The exercise: Would you quote the material below in full and unchanged?

Collected data

━━━━━━━━━━━━━━━━

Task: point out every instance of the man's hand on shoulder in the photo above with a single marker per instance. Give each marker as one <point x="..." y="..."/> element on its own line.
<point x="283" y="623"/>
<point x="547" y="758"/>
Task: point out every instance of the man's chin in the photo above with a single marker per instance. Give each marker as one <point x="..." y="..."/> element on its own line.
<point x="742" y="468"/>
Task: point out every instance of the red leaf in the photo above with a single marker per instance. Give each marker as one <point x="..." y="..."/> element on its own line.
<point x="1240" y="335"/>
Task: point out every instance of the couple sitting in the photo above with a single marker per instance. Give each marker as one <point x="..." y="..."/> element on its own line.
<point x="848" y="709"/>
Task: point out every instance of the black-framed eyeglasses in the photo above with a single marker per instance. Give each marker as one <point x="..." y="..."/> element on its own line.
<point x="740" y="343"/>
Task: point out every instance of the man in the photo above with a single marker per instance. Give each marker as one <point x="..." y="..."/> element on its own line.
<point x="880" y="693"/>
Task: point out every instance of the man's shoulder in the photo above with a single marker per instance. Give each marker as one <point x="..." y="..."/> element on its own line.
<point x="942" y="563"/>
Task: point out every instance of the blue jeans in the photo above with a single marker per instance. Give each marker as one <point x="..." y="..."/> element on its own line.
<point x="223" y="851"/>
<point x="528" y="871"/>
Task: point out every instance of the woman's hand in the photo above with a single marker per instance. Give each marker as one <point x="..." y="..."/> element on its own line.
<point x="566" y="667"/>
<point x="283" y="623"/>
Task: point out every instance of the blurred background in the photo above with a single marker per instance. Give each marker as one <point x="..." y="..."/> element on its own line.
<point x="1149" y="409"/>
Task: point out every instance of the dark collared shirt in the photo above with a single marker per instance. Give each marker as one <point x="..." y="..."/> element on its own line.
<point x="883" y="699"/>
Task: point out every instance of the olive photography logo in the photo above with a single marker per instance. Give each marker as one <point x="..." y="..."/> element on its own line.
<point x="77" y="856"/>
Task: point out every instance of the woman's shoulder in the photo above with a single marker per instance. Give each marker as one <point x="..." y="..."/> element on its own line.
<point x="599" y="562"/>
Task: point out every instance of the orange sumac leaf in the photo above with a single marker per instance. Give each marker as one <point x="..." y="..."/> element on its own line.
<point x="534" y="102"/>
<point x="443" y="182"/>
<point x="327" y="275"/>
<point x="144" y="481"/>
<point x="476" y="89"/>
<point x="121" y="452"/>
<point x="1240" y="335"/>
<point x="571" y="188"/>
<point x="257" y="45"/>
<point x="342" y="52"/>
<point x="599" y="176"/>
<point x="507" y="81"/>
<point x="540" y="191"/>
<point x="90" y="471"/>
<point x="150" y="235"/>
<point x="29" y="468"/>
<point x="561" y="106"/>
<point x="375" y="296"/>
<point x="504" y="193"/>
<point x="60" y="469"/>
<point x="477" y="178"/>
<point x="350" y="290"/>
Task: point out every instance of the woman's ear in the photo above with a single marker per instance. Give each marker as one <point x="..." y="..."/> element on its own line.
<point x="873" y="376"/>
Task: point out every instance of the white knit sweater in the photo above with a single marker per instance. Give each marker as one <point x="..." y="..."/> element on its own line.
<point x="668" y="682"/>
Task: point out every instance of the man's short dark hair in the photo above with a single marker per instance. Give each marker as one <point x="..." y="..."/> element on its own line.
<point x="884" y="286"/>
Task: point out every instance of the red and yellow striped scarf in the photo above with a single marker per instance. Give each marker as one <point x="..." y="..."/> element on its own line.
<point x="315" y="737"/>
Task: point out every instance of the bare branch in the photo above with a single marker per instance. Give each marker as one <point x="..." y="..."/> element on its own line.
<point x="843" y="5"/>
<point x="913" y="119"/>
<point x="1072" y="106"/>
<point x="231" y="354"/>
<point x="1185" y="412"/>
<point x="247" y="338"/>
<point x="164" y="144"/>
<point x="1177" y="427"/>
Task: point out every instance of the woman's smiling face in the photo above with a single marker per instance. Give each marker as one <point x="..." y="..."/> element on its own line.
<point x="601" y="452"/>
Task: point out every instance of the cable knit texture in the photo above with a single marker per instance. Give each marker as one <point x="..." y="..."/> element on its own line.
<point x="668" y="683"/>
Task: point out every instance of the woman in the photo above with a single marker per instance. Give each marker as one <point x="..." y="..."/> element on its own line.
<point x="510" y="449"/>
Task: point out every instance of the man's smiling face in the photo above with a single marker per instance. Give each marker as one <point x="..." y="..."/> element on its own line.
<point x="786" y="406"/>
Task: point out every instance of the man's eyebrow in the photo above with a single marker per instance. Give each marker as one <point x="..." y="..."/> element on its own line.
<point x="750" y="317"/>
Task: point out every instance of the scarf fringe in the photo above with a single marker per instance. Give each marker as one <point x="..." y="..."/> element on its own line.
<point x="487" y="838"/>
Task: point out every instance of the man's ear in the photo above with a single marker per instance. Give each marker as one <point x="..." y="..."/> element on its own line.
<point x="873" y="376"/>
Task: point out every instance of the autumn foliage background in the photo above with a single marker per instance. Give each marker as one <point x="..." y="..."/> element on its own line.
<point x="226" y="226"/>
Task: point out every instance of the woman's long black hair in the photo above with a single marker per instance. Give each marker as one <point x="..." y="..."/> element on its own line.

━━━━━━━━━━━━━━━━

Result below:
Task: point out every instance of the man's hand on shoulder in the photo above with a single marker per instance. Give each marker as one <point x="..." y="..."/> element on its own line.
<point x="283" y="623"/>
<point x="547" y="758"/>
Task: point out every instance of the man's chin in the photo above with a single marker per instance. Give each marker as one <point x="..." y="..."/> element on its own line.
<point x="742" y="468"/>
Task: point out every instance of the red leaf in the photo above with a single marker per instance. Give each marker as one <point x="..." y="..."/> element on its own line.
<point x="1240" y="335"/>
Task: point out every instance of the couple sitting in the photo above with a single marker per instance. Give each marker as one <point x="..." y="..."/> element on its own line.
<point x="848" y="709"/>
Task: point out every instance of the black-framed eyeglasses in the photo above with a single marker per instance. Give each marker as one <point x="..." y="..."/> element on its own line.
<point x="740" y="343"/>
Task: point out every instance of the man in the photo above with a single marker per instance. Give each marker as one <point x="..." y="..."/> element on its own line.
<point x="880" y="693"/>
Task: point out every instance of the man's shoulder in the photo above with a single marker per instance. Give each marker as one <point x="..." y="..."/> element on its own line.
<point x="942" y="563"/>
Task: point out every instance of the blue jeans in the photo above with a single marker per instance. Give each marker as one <point x="..." y="..."/> element on its own line.
<point x="223" y="851"/>
<point x="528" y="871"/>
Task: point out every instance of the woman's hand in the photo above with a single marker per instance. Give each marker as one <point x="..." y="..."/> element on its own line.
<point x="566" y="667"/>
<point x="283" y="623"/>
Task: point out every instance of the blurred background in the photo above with a single marker per instance. Give each marker as one <point x="..." y="..."/> element on its own line.
<point x="1149" y="409"/>
Task: point out every instance of the dark collared shirt in the photo above with a single marker per instance. Give each marker as one <point x="..." y="..."/> element on its own line.
<point x="883" y="699"/>
Task: point out every instance of the olive photography logo in the photo above with a single marker per instance. Give each marker as one <point x="..." y="..."/> element on its own line.
<point x="77" y="856"/>
Task: point out every instance of the woman's shoulder in the photo above with a single marker per instance. Give each marker as one <point x="..." y="..."/> element on its own line.
<point x="599" y="562"/>
Task: point out every instance of the orange sumac leaf in the photo above with a single marker per instance. Give each marker as one <point x="..." y="..."/> element on its own line.
<point x="534" y="102"/>
<point x="443" y="182"/>
<point x="327" y="275"/>
<point x="144" y="481"/>
<point x="476" y="89"/>
<point x="121" y="452"/>
<point x="1240" y="335"/>
<point x="571" y="188"/>
<point x="257" y="45"/>
<point x="342" y="52"/>
<point x="599" y="176"/>
<point x="507" y="81"/>
<point x="540" y="191"/>
<point x="90" y="471"/>
<point x="150" y="235"/>
<point x="29" y="468"/>
<point x="561" y="106"/>
<point x="375" y="296"/>
<point x="504" y="193"/>
<point x="60" y="469"/>
<point x="477" y="178"/>
<point x="350" y="290"/>
Task: point out every instance of the woman's ear in the photo above with a single marker per instance. Give each marker as one <point x="..." y="..."/> element on its own line.
<point x="873" y="376"/>
Task: point out every instance of the white knit sweater in the photo above with a single marker per instance. Give each marker as one <point x="..." y="..."/> element on its own line.
<point x="668" y="682"/>
Task: point out every instance of the man's short dark hair in the photo above with a single marker per instance. Give each marker as one <point x="..." y="..."/> element on its own line.
<point x="884" y="286"/>
Task: point out every instance of the red and yellow striped scarf in the photo above with a single marker per instance. Give each marker as one <point x="..." y="..."/> element on its own line.
<point x="315" y="737"/>
Task: point out every instance of the bare branch in the photo above with a single marker per instance. Give each marker as one <point x="..." y="..."/> element on its own line.
<point x="843" y="5"/>
<point x="913" y="119"/>
<point x="1072" y="106"/>
<point x="231" y="354"/>
<point x="1185" y="412"/>
<point x="247" y="338"/>
<point x="164" y="144"/>
<point x="1177" y="427"/>
Task: point out every instance of the woman's smiling face in the photo above with a single marker per instance. Give each marker as one <point x="..." y="..."/> element on its own line.
<point x="601" y="452"/>
Task: point out every instance of the cable knit texture in the photo above with a single marker per instance. Give each marker as one <point x="..." y="..."/> element on its own line.
<point x="668" y="683"/>
Task: point out every instance of the woman in the photo above with a single marker per instance. Give each marker as one <point x="..." y="..."/> element on its own line.
<point x="510" y="449"/>
Task: point out every instance of the man's smiling face in the photo above with a single marker per instance. Give each marker as one <point x="..." y="..."/> element on its own line.
<point x="786" y="406"/>
Task: point out every instance of the man's eyebrow in the photo above with a single marker per instance. Give each marker as one <point x="..." y="..."/> element on its own line.
<point x="750" y="317"/>
Task: point out every instance of the scarf fringe in the photo above with a single marker per instance. Give each marker as one <point x="..." y="..."/> element on its own line.
<point x="487" y="838"/>
Task: point out every instance of the man's ear in the photo above with a single marker per instance. Give each marker as one <point x="..." y="..."/> element on its own line.
<point x="873" y="376"/>
Task: point out every instance of the autumn foliage background in the photo above with a single marker per instance. Give each marker as one <point x="..." y="..."/> element on its own line.
<point x="226" y="226"/>
Task: point out every instance of the woman's long black hair in the photo above with a single marker per instance. Give each marker as one <point x="..." y="..."/> element on its own line.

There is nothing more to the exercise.